_REQUIRED ACTION:_ Look for the word "hair" in the records, and copy each line where it appears.

_DATA RECORDS:_
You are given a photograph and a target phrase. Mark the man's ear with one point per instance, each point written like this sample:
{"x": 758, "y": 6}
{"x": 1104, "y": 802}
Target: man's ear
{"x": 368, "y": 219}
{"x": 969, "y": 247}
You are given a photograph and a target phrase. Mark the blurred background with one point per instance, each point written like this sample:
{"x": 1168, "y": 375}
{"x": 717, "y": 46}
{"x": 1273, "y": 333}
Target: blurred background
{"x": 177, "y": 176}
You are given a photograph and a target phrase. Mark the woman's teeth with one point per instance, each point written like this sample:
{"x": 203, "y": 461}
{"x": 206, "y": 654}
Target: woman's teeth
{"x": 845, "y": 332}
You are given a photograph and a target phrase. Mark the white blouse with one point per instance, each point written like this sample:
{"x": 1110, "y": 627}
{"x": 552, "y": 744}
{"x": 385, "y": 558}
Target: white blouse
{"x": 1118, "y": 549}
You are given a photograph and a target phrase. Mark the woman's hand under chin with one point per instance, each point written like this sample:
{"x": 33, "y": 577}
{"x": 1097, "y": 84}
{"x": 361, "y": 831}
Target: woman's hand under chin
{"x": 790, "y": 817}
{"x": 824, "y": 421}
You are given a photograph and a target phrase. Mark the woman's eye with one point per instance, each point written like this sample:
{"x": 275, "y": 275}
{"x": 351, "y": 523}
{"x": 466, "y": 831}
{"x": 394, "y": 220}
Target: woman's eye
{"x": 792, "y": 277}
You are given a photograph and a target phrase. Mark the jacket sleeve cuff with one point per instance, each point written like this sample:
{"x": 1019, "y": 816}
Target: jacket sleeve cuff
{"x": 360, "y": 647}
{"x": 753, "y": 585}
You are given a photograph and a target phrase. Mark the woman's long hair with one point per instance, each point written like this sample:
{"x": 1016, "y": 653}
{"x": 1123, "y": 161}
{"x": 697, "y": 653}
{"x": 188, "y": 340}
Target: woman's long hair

_TASK OUTPUT:_
You are given a photograph and a target phrase. Mark the woman's long hair with one point per instance, each point written like this sample:
Target: woman's long hair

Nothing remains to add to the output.